▶ **Directions**: Count the lines in the rows below that contain the string "black", and give only that number.

▶ **Data lines**:
★ ★ ★ ★ ★ ★ ★

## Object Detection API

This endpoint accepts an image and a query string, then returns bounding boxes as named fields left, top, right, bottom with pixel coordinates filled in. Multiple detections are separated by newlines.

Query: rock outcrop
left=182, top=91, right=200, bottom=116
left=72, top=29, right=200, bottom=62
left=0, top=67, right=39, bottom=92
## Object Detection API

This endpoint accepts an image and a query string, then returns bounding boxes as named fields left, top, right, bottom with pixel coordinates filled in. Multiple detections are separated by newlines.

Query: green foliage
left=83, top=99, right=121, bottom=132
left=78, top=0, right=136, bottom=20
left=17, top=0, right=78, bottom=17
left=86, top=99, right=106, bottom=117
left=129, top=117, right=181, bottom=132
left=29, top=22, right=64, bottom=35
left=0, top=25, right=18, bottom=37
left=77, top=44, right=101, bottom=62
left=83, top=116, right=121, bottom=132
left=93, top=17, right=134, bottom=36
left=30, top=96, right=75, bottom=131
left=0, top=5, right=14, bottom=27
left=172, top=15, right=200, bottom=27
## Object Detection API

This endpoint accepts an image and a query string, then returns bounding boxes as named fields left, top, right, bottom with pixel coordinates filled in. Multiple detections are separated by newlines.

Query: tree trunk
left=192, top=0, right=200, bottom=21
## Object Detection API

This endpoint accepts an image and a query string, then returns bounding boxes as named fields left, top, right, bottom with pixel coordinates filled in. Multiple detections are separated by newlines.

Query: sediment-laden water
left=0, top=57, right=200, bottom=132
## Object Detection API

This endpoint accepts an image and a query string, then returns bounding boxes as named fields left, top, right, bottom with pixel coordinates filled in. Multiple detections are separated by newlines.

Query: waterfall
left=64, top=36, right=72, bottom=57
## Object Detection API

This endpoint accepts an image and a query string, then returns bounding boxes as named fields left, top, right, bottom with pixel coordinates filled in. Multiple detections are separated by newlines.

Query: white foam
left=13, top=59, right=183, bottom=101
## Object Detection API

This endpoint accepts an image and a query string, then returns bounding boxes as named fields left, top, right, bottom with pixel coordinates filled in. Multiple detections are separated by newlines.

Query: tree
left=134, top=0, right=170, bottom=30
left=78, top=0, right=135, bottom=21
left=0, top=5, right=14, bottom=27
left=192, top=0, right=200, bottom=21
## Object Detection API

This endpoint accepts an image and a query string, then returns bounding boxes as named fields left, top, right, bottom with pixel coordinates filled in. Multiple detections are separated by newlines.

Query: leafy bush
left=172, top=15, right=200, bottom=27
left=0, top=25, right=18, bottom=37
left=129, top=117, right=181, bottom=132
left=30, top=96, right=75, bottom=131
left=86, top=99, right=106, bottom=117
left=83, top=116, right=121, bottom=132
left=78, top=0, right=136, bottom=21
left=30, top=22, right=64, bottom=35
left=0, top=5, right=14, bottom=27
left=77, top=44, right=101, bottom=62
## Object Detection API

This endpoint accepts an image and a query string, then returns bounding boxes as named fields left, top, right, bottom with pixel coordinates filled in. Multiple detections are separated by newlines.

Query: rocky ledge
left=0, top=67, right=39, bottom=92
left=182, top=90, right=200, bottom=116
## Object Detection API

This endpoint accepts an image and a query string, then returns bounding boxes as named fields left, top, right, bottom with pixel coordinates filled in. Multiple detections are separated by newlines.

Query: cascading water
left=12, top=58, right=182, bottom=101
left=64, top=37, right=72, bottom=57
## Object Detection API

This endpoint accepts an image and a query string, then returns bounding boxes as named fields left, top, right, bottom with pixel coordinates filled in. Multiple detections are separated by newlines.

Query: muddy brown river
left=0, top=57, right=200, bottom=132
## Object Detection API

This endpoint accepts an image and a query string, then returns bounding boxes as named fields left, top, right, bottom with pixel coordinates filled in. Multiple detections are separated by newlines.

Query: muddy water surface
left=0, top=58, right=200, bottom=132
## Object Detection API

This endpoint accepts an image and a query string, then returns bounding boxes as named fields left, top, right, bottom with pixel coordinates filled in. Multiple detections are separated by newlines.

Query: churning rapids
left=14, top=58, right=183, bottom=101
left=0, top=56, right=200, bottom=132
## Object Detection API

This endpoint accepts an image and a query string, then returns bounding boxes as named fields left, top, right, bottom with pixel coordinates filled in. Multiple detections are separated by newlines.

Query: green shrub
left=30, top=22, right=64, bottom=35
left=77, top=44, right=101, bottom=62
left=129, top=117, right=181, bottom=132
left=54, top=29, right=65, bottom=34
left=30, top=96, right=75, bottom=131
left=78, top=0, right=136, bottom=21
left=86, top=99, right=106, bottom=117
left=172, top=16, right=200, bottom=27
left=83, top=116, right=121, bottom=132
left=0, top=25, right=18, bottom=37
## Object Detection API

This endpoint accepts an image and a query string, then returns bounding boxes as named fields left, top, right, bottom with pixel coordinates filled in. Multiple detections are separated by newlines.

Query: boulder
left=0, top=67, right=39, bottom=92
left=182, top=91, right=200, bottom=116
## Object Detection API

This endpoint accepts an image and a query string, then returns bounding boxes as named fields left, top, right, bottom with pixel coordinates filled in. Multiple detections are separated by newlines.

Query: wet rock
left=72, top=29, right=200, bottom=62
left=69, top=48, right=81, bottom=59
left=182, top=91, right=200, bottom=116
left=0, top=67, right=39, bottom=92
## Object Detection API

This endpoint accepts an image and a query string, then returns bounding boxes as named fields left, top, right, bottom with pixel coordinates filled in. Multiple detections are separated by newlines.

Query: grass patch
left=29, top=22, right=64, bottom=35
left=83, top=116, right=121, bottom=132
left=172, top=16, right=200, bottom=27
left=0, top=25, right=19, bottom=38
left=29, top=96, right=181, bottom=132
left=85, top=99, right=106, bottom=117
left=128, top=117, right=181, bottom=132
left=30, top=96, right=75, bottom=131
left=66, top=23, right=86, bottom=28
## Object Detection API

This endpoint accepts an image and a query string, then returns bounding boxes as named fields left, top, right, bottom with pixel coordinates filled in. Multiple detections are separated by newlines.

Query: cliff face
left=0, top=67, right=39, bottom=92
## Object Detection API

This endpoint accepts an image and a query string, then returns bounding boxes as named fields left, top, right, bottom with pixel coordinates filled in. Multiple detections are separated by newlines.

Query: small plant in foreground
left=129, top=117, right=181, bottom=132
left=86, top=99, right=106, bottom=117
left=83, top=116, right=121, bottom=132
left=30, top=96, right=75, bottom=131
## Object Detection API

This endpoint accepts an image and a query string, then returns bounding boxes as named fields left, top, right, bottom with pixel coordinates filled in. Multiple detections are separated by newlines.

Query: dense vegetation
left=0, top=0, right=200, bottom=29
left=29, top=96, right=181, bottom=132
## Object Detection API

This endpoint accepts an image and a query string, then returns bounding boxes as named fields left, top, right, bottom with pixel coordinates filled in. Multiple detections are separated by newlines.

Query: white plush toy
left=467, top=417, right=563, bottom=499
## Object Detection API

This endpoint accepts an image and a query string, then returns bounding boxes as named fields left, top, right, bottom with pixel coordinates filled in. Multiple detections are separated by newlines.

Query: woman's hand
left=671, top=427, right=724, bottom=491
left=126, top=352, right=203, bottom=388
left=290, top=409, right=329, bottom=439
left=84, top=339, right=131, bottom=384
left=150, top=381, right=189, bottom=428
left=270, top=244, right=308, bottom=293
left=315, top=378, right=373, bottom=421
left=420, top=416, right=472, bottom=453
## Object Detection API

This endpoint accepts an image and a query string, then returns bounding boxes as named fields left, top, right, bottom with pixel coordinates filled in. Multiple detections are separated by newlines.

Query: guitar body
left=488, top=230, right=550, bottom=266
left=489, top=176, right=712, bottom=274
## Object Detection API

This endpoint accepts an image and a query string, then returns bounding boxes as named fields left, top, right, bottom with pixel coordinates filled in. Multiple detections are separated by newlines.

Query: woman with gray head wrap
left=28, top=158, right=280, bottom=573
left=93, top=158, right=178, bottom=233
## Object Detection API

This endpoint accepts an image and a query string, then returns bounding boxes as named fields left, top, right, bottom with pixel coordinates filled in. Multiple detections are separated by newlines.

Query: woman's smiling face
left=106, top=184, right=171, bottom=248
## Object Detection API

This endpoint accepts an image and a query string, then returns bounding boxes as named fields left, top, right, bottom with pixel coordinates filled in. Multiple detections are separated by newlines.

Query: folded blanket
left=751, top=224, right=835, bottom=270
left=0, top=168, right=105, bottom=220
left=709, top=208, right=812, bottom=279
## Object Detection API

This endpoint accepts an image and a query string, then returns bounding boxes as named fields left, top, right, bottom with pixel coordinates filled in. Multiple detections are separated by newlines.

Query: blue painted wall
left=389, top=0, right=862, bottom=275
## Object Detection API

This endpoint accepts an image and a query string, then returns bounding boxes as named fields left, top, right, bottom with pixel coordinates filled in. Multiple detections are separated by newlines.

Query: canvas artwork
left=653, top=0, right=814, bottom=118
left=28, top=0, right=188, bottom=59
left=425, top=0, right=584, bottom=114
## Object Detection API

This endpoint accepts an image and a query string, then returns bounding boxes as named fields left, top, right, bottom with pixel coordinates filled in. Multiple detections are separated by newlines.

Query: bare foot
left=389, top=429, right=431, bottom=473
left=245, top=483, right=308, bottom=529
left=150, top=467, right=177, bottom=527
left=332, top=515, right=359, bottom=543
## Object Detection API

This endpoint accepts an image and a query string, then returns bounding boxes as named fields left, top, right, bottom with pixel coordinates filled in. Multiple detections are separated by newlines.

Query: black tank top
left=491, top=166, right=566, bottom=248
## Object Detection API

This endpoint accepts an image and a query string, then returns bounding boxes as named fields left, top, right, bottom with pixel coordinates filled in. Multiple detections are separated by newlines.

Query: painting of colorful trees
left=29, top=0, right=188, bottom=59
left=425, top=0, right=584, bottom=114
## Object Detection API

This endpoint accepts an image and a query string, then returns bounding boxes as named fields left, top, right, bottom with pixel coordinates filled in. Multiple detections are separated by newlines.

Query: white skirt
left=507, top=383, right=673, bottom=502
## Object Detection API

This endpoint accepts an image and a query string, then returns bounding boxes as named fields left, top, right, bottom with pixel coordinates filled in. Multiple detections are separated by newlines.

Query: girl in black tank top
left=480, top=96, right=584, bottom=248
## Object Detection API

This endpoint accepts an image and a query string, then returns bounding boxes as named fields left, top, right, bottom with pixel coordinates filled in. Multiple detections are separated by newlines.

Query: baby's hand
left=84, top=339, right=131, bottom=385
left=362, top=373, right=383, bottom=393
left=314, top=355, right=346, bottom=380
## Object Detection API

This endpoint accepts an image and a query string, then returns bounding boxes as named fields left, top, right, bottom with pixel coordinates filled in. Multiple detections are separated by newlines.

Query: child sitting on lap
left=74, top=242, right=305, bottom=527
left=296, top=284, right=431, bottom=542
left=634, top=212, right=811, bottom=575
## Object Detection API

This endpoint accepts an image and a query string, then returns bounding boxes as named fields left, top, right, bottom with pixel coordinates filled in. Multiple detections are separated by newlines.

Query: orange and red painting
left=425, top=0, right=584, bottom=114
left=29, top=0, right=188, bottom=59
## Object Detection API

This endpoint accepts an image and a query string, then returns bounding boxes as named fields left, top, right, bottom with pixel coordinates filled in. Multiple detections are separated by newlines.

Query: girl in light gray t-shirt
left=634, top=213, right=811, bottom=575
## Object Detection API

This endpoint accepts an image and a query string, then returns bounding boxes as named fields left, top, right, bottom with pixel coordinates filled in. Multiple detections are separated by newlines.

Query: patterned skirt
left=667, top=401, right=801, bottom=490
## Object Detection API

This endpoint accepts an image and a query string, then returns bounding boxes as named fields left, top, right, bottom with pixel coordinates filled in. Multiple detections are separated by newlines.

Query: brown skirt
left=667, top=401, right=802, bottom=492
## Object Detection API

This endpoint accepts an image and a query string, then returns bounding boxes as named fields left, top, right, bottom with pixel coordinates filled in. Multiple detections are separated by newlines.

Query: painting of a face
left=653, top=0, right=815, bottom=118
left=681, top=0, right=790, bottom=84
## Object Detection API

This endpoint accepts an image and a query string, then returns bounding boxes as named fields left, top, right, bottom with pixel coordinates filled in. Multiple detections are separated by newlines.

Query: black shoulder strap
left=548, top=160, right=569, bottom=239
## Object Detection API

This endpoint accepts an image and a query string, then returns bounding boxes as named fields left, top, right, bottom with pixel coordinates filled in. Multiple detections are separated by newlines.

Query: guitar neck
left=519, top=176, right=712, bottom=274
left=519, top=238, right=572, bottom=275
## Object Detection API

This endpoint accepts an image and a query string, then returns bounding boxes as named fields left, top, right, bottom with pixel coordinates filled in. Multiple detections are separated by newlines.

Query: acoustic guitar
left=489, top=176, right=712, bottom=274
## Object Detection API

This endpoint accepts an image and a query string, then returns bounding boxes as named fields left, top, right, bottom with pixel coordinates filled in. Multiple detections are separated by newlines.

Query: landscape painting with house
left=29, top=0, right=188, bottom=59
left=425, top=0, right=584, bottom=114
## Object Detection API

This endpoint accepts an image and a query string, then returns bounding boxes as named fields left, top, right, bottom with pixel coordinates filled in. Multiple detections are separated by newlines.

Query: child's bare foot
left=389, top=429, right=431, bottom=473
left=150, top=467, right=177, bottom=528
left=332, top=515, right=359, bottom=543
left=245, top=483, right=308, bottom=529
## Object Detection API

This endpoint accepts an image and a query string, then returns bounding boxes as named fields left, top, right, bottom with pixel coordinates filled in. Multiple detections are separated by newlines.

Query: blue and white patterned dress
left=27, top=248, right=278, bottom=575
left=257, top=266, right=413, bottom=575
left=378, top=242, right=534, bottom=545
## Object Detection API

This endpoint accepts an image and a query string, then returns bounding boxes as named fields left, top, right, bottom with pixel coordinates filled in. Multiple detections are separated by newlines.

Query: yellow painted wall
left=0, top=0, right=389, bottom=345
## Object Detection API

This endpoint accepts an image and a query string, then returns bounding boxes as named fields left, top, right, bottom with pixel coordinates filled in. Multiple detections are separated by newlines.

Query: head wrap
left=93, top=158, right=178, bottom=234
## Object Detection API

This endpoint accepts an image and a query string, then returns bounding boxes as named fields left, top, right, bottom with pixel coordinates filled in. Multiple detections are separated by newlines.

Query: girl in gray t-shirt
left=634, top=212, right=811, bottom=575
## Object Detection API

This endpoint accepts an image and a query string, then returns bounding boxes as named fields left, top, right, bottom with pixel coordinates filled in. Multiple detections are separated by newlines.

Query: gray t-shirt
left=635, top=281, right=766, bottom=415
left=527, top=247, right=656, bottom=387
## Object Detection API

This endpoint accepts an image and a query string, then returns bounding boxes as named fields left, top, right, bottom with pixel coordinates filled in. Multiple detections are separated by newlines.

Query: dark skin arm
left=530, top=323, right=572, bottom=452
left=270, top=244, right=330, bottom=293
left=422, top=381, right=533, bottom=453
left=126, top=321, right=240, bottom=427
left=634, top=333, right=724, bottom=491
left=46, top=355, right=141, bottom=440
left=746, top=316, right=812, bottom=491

★ ★ ★ ★ ★ ★ ★

▶ **Completed task**: 3